EXERCISE INSTRUCTIONS >>
• A. Retype the passage of the dog forum thread between "However, your friend" and "to know best.", inclusive.
• B. Extend the dog forum thread, picking up right after its final sentence.

READING TEXT >>
>> BEGIN

I agree with PPs, it sounds a massive over-reaction to be cause by a bitch in heat. My bitch is just coming out of heat, and I also have an intact dog (who, like your friend's, has never been allowed to mate) and although on (literally only) a couple of occasions he has gotten a tiny bit whiney, that's only when he thought he had a chance of getting at her (testing baby gates etc). If put in another room or once he'd decided the defenses were solid, he was quiet. I guess you'll find out soon if it is or not, as she'll be out of heat soon.


----------



## 5plusmany (Sep 29, 2011)

What an awful situation, I know what it's like to have a neighbour with a vendetta against you and it doesn't help when they make (untrue)assumptions. When I worked from home I had people coming in and out quite a lot, next thing I knew I was accused of drug dealing! I got so fed up I pinned a (laminated) note to my gate firmly putting various rumours, all spread by one person, to bed. Not recommending that course of action though as quite frankly if someone is an a:censor:hole they always will be!
However, your friend needs to nip this in the bud and make it clear she won't be bullied. Perhaps she can speak to the other neighbours and explain that she is aware of the problem and to please bear with her while she finds a solution. At least this will hopefully stop them from complaining as well , and the neighbour who has will be just a lone voice.


----------



## Elina (Jul 22, 2009)

So Alice went to the vets, it was one in Pets at home. The vet gave her 'Zylkéne' which is herbal and apparently much better then the DAP diffuser (which did not make much difference to her dogs). It is herbal and has to build up in their systems. Apparently it will be working to it's full ability by November 5th. . . We were thinking the bitch should not be heat by then but heck I guess the vet is meant to know best.

>> END

(Extracted records)
>> BEGIN

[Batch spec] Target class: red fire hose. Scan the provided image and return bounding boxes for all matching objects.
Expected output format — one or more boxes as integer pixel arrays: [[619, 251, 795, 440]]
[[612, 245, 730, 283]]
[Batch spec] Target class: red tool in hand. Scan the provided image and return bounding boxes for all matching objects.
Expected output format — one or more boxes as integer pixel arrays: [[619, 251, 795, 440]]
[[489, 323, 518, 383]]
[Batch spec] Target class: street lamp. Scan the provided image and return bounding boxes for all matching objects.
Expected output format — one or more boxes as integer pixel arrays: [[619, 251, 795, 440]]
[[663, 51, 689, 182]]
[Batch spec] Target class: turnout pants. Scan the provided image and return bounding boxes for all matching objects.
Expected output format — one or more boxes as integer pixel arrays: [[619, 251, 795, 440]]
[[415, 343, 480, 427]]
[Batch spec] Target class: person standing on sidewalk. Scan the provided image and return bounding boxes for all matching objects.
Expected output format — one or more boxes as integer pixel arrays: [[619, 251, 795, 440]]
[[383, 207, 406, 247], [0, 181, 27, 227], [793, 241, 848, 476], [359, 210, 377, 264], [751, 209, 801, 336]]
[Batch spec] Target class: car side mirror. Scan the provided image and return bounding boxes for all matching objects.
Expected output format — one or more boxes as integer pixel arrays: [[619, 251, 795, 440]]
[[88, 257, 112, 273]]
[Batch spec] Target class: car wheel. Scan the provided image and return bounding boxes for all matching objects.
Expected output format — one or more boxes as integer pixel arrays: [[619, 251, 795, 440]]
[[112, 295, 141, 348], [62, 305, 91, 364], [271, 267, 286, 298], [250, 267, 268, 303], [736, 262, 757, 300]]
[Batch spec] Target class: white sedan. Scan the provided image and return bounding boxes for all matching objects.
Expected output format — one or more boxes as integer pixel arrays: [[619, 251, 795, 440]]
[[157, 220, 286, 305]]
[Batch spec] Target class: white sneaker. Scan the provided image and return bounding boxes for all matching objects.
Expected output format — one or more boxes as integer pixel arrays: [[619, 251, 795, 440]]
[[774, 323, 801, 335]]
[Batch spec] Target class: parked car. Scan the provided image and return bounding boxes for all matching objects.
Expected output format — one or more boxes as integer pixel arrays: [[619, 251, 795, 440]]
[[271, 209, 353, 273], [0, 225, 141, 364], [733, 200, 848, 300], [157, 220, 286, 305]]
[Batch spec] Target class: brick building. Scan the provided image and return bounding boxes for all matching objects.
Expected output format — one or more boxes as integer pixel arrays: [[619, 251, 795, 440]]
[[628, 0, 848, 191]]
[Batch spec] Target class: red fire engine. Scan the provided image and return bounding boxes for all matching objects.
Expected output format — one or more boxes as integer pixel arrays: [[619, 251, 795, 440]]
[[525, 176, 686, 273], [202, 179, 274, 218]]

>> END

ANSWERS GIVEN >>
• A.
However, your friend needs to nip this in the bud and make it clear she won't be bullied. Perhaps she can speak to the other neighbours and explain that she is aware of the problem and to please bear with her while she finds a solution. At least this will hopefully stop them from complaining as well , and the neighbour who has will be just a lone voice.


----------



## Elina (Jul 22, 2009)

So Alice went to the vets, it was one in Pets at home. The vet gave her 'Zylkéne' which is herbal and apparently much better then the DAP diffuser (which did not make much difference to her dogs). It is herbal and has to build up in their systems. Apparently it will be working to it's full ability by November 5th. . . We were thinking the bitch should not be heat by then but heck I guess the vet is meant to know best.

• B.
The TFLN that she got does seem to be working, or that and the DAP are working well together as that is in the dogs room, neither of us are sure but she said her dogs are going on less at night now and that's a start.

Alice wrote a letter back to the neighbours and they don't seem to care what she has to say. She is contemplating reporting them to the police as what they are doing to her the end of the day is harassment. She even has witnesses as she had a garden party in the summer where she kissed her girlfriend/wife to be and then the neighbours opened the window and screamed harassment at her for being 'unnatural' :gasp:. 

Wish people would just live and let live. 

-Elina


----------



## feorag (Jul 31, 2007)

So do I Elena, but it seems impossible for some people to ignore other people's behaviour if it conflicts with their opinions! :bash:

I hope the Zylkene works - we tried that on Skye to calm him down and it didn't make any difference, neither did the Dap. We found we had better results with a product called "Calm Down" herbal from CJS supplies. It's also a combination of herbs known to calm a nervous system and it's a helluva lot cheaper than Zylkene, which I thought was incredibly expensive. Worth it if it works, but it didn't for us.


----------



## Kare (Mar 9, 2010)

Elina said:


> She is contemplating reporting them to the police as what they are doing to her the end of the day is harassment. She even has witnesses as she had a garden party in the summer where she kissed her girlfriend/wife to be and then the neighbours opened the window and screamed harassment at her for being 'unnatural' :gasp:
> -Elina


She most definitely should, luckily we live in a country where freedom of speech does not extend to hate and abuse.

She should also get Stonewall behind her to add some weight to her firmly putting her foot down to the bullies.


----------



## samurai (Sep 9, 2009)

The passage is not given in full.